* **Your instructions**
With both ends included, repeat exactly the lines of the entries below from the one containing "Indicate the woman's" down to the one containing "Indicate the white wall", and no others.

* **Entries supplied**
= = = =

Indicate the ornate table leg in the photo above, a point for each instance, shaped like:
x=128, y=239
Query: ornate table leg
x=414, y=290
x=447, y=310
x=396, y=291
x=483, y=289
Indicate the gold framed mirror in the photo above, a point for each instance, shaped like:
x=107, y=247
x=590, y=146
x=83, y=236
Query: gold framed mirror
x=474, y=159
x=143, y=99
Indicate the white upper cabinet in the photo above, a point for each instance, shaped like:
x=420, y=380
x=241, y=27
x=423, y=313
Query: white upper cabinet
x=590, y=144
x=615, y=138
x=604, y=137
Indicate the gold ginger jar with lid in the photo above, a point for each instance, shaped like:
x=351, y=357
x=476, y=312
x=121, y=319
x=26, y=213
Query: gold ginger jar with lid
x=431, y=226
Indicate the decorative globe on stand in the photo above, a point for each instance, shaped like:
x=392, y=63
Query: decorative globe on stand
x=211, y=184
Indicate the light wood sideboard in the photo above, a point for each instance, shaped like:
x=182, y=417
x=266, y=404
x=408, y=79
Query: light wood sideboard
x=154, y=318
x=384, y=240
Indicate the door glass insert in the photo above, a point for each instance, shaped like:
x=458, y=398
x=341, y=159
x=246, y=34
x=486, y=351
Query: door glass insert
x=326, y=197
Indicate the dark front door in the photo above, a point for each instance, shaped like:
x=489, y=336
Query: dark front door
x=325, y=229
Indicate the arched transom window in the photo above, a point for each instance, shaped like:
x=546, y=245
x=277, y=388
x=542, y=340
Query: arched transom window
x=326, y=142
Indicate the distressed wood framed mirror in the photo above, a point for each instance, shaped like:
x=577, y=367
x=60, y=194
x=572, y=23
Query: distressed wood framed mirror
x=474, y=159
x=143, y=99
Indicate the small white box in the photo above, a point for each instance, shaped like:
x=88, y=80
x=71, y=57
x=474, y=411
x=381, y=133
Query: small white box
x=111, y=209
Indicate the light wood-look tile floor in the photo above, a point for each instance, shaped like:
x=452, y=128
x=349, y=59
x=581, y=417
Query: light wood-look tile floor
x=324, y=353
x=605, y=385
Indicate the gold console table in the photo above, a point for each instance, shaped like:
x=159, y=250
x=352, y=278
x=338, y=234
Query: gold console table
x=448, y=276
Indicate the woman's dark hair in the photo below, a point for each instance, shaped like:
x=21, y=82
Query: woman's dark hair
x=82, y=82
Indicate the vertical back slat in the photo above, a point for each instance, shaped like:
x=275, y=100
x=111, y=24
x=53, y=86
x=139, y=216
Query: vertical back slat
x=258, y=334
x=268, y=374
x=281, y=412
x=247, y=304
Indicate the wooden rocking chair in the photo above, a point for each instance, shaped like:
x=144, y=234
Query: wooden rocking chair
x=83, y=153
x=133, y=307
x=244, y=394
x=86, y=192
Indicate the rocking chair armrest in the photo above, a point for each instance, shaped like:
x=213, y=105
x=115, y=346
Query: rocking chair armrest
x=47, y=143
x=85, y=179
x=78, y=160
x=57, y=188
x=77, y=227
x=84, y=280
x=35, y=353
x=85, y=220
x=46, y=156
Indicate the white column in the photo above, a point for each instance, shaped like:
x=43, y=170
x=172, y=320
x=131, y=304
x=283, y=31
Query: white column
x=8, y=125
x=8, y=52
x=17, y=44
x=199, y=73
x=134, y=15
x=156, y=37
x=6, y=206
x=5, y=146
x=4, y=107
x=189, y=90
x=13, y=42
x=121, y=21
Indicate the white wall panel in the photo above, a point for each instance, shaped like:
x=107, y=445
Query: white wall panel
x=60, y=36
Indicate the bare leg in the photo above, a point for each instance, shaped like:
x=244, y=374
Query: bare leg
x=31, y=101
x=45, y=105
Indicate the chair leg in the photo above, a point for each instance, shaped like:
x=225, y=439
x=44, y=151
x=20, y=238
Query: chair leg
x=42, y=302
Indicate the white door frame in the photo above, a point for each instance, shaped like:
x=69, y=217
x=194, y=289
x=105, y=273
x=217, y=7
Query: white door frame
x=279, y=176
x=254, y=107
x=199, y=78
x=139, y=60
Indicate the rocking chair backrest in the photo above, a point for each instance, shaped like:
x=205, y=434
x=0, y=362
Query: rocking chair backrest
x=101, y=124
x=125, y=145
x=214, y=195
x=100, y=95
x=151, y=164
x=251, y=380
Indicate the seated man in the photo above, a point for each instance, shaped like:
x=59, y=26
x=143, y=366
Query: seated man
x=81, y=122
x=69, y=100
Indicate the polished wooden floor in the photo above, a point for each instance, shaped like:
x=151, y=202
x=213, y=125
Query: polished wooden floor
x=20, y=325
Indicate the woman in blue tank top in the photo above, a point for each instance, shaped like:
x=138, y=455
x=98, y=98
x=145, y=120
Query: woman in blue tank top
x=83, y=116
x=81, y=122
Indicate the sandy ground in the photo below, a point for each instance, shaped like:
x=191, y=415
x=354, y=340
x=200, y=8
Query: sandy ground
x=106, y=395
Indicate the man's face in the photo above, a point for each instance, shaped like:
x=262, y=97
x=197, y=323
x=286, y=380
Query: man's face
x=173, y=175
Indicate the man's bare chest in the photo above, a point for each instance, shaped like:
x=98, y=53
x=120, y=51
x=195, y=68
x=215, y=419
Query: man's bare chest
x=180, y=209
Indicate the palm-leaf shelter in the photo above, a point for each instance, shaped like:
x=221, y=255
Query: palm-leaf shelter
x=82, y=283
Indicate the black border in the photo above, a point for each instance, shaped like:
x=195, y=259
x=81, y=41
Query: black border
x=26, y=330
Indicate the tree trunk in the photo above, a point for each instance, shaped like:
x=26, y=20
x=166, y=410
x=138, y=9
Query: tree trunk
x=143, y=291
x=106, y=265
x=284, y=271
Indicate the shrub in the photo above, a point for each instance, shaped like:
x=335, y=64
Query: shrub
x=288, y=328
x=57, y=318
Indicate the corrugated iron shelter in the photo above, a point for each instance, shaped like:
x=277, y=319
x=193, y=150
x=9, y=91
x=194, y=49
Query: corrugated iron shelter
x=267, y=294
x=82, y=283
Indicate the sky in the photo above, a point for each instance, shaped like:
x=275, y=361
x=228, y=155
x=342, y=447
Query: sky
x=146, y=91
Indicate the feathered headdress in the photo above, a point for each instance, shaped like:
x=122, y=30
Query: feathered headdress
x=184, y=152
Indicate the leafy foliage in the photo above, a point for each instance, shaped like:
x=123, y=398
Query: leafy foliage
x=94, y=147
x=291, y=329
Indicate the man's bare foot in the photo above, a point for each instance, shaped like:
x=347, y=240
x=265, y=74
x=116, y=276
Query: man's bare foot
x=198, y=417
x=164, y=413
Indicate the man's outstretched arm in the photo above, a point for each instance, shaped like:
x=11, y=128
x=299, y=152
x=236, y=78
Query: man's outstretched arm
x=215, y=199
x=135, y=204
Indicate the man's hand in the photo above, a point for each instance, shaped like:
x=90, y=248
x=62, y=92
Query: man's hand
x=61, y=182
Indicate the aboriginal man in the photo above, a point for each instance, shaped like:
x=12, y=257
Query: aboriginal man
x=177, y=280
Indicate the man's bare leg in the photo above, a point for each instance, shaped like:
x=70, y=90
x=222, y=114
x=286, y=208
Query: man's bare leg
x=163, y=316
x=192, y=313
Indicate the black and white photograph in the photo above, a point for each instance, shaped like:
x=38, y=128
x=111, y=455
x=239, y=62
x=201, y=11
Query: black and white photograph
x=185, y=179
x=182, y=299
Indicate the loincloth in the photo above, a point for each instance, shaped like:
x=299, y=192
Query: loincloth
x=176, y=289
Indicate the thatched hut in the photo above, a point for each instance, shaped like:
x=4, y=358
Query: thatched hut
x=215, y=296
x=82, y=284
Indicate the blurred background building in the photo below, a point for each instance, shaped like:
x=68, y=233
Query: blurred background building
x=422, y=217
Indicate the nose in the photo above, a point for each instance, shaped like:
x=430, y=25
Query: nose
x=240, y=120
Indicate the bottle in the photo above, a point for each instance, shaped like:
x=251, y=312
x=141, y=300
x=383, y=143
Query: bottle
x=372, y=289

= = = =

* **Written reply**
Indicate the woman's dark hair in the photo below, a point for each instance, shaped like:
x=21, y=82
Query: woman's dark hair
x=82, y=82
Indicate the vertical back slat in the photo above, a point for each instance, shaped like:
x=275, y=100
x=111, y=24
x=53, y=86
x=139, y=216
Query: vertical back slat
x=258, y=334
x=268, y=374
x=281, y=412
x=247, y=304
Indicate the wooden rocking chair in the photo above, a point for each instance, shaped like:
x=144, y=234
Query: wooden rocking chair
x=83, y=153
x=133, y=307
x=244, y=394
x=86, y=192
Indicate the rocking chair armrest in the photo above, a point for each instance, shaped like:
x=213, y=105
x=115, y=346
Query: rocking chair armrest
x=47, y=143
x=85, y=179
x=78, y=160
x=57, y=188
x=77, y=227
x=84, y=280
x=35, y=353
x=85, y=220
x=46, y=156
Indicate the white column in the photo above, a point for each instance, shaped like:
x=43, y=170
x=172, y=320
x=131, y=304
x=283, y=31
Query: white column
x=8, y=125
x=8, y=52
x=17, y=44
x=199, y=73
x=134, y=15
x=156, y=37
x=6, y=206
x=5, y=146
x=4, y=107
x=189, y=90
x=13, y=42
x=121, y=21
Indicate the white wall panel in the photo above, a point for each instance, shaped like:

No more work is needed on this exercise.